• [Texto apresentado]:
----
É preciso ouvir com mais atenção.... Deixar que a grande biblioteca da alma faça seu trabalho. Filtrar as informações, retendo o que é bom e jogando na latrina toda palavra perniciosa. Quem escuta pacientemente antes de emitir opinião, não queima etapas. Permite que a verdade se revele naturalmente, sem tirar conclusões precipitadas sobre pessoas, lugares e situações. Não espalha boatos e nem perjúrios, e com isso se protege contra retaliações. Afinal de contas, calúnia, difamação e injúria, além de pecado contra o próximo, também é crime contra a honra, tipificados nos artigos 138, 139 e 140 do código penal. Existem sanções previstas na lei do homem e na legislação dos céus.... Assim, quem fala demais, realmente corre o risco de dar bom dia a cavalos, podendo o equino ser parte da polícia montada ou, quem sabe, uma das montarias descritas em Apocalipse 6.

Palavras são espadas de dois gumes. Podem abençoar ou amaldiçoar... Pregamos o evangelho... Murmuramos contra Deus.... Cantamos ao Senhor... Contamos Piadas.... Oramos por algumas pessoas.... Caluniamos outras... Dá para entender? A origem desta dubiedade está exatamente na captação de informações que sustentam os argumentos. Se dermos maior atenção as palavras do Senhor e menos crédito as vozes do mundo, o Srº Espírito terá maior respaldo para aprovar pautas espirituais.... Porém, se voltarmos os ouvidos para o auto-falante de Satanás, com suas lorotas, prevaricações e mentiras, sempre semeando caos, contenta e discórdia, então a Srª Carne transformará a alma num antro de iniquidades avalizadas. E independente de quem fala mais alto no interior do coração, é o Srº Língua quem compartilhará este conteúdo com as pessoas. E como avaliar a qualidade? Fácil... Imagine que ao final do dia, suas palavras lhe sejam servidas numa bandeja de prata.... Terás coragem de comer? Seu organismo seria alimentado ou envenenado pelas frases que saem de tua boca? E aqui vale lembrar que até mesmo comida boa, quando consumida em excesso pode causar mal-estar, e por vezes, óbito. Tiago foi categórico ao afirmar que, mesmo um religioso exemplar, quando não refreia a língua, torna nula sua devoção (Tiago 1:26).
----
• [Instruções das tarefas]:
1/ Duplique, do texto sobre o uso das palavras, o trecho entre "É preciso ouvir" e "em Apocalipse 6.", inclusive.
2/ Reescreva de forma mais curta o parágrafo do texto sobre o uso das palavras que começa com "É preciso ouvir com mais atenção", conservando seus fatos principais.
As entradas vêm de uma fonte distinta.

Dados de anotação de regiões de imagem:
----
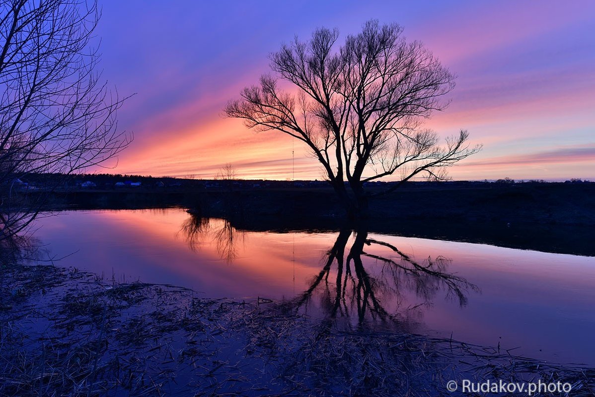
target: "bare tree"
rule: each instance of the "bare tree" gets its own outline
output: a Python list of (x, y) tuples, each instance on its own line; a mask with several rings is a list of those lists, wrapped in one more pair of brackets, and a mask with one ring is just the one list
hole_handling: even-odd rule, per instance
[(217, 173), (216, 179), (221, 180), (235, 180), (237, 178), (237, 171), (231, 163), (226, 163)]
[(469, 147), (466, 131), (441, 145), (435, 132), (421, 128), (446, 107), (455, 77), (402, 31), (370, 21), (338, 49), (336, 30), (319, 28), (305, 42), (296, 37), (271, 55), (273, 74), (245, 88), (225, 112), (249, 128), (303, 142), (348, 213), (365, 216), (372, 195), (365, 182), (393, 174), (401, 183), (419, 174), (442, 179), (444, 167), (481, 148)]
[(95, 72), (99, 18), (93, 0), (0, 1), (0, 239), (42, 208), (21, 179), (104, 164), (131, 140), (117, 128), (123, 100)]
----
• [Respostas por tarefa]:
1/
É preciso ouvir com mais atenção.... Deixar que a grande biblioteca da alma faça seu trabalho. Filtrar as informações, retendo o que é bom e jogando na latrina toda palavra perniciosa. Quem escuta pacientemente antes de emitir opinião, não queima etapas. Permite que a verdade se revele naturalmente, sem tirar conclusões precipitadas sobre pessoas, lugares e situações. Não espalha boatos e nem perjúrios, e com isso se protege contra retaliações. Afinal de contas, calúnia, difamação e injúria, além de pecado contra o próximo, também é crime contra a honra, tipificados nos artigos 138, 139 e 140 do código penal. Existem sanções previstas na lei do homem e na legislação dos céus.... Assim, quem fala demais, realmente corre o risco de dar bom dia a cavalos, podendo o equino ser parte da polícia montada ou, quem sabe, uma das montarias descritas em Apocalipse 6.

2/ É preciso ouvir com mais atenção e deixar a alma filtrar as informações, guardando o que é bom e descartando as palavras perniciosas. Quem escuta com paciência antes de opinar não queima etapas e deixa a verdade se revelar sem conclusões precipitadas. Também não espalha boatos nem perjúrios e assim se protege contra retaliações. Calúnia, difamação e injúria são pecado contra o próximo e crimes contra a honra, previstos nos artigos 138, 139 e 140 do código penal. Há sanções na lei do homem e na dos céus. Por isso, quem fala demais corre o risco de dar bom dia a cavalos, sejam da polícia montada ou de Apocalipse 6.